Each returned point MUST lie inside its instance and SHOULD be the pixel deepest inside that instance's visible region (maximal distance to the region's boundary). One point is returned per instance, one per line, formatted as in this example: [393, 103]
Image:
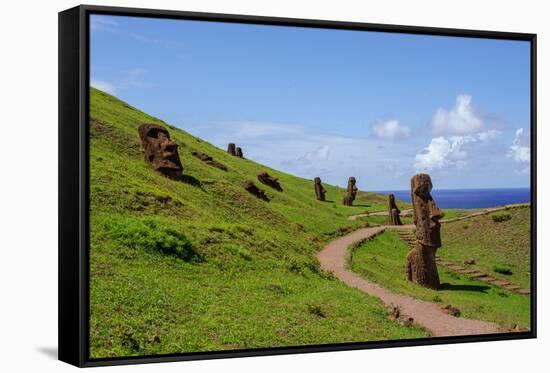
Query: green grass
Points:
[502, 244]
[200, 264]
[382, 260]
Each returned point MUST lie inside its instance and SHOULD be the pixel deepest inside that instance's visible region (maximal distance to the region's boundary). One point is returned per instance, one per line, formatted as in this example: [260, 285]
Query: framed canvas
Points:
[235, 186]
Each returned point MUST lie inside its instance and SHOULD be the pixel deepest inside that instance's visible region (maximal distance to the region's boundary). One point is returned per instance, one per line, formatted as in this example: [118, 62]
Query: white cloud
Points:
[390, 130]
[311, 152]
[103, 86]
[129, 79]
[519, 150]
[462, 119]
[453, 151]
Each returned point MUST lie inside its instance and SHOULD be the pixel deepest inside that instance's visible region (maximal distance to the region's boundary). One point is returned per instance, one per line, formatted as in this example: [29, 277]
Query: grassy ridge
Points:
[382, 260]
[200, 264]
[492, 244]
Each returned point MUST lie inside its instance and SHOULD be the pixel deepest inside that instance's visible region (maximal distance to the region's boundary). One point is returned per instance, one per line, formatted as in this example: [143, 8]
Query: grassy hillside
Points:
[381, 258]
[496, 246]
[200, 264]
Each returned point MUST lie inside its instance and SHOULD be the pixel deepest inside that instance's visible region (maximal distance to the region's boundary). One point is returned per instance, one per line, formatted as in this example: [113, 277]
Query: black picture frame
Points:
[73, 182]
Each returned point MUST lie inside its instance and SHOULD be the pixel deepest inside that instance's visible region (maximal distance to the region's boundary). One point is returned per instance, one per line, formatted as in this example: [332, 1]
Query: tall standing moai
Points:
[351, 192]
[239, 152]
[319, 190]
[421, 265]
[393, 211]
[231, 149]
[160, 150]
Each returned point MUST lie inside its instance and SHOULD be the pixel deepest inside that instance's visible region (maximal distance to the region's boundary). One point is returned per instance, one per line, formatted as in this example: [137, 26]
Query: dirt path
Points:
[378, 213]
[429, 315]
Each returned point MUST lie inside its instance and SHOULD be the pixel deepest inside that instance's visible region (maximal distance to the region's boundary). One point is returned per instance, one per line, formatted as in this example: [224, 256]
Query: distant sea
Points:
[471, 198]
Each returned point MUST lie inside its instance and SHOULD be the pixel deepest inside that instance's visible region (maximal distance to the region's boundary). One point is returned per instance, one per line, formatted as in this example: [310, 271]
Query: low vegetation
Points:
[202, 265]
[493, 246]
[382, 260]
[501, 216]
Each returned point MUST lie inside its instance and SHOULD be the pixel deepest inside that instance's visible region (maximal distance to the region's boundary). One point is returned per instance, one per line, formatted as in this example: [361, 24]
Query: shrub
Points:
[150, 235]
[502, 270]
[316, 310]
[500, 217]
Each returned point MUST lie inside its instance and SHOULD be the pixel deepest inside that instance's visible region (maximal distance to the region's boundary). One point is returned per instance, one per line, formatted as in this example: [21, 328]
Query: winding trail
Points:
[429, 315]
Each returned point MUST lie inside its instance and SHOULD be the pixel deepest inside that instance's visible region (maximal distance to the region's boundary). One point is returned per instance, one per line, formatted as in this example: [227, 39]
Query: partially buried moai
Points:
[319, 190]
[254, 190]
[351, 192]
[269, 180]
[393, 211]
[421, 265]
[231, 149]
[160, 150]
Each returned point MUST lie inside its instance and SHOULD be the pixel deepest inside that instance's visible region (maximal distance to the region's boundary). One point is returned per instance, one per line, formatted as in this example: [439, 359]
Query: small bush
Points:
[503, 216]
[316, 310]
[502, 270]
[150, 235]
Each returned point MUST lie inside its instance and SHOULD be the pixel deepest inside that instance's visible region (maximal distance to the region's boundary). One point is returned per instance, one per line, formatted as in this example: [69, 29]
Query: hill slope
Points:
[200, 264]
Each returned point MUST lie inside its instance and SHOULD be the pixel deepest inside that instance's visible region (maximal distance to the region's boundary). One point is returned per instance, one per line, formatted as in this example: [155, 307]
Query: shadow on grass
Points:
[50, 352]
[477, 288]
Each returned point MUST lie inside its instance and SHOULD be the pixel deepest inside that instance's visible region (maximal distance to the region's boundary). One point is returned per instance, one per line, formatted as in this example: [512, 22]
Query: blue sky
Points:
[330, 103]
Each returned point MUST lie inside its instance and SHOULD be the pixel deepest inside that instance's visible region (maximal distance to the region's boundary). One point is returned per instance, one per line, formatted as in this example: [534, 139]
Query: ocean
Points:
[472, 198]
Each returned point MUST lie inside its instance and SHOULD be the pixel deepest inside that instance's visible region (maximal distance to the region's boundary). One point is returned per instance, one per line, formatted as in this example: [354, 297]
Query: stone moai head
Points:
[426, 212]
[319, 190]
[254, 190]
[269, 180]
[351, 185]
[231, 149]
[160, 150]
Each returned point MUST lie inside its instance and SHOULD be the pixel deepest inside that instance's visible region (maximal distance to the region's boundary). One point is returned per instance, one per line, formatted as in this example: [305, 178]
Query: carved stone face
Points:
[351, 185]
[160, 150]
[231, 149]
[426, 212]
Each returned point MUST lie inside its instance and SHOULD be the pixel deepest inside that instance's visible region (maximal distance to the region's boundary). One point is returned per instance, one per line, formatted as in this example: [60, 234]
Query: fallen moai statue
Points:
[209, 160]
[269, 180]
[254, 190]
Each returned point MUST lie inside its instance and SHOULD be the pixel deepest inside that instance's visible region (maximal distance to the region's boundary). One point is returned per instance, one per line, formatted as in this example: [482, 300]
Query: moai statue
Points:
[209, 160]
[269, 180]
[160, 150]
[254, 190]
[231, 149]
[319, 190]
[351, 193]
[393, 211]
[421, 265]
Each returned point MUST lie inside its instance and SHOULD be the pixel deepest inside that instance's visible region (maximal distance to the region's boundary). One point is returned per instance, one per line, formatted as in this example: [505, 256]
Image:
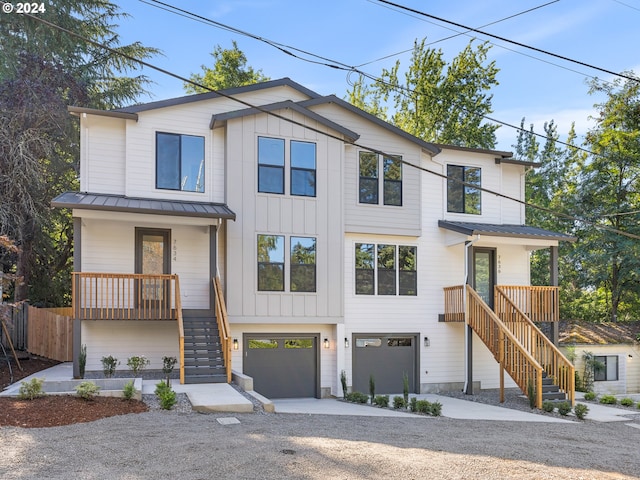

—————

§ **Task item**: Supply only the count of lines above holding "statue".

§ **Exercise solution**: 2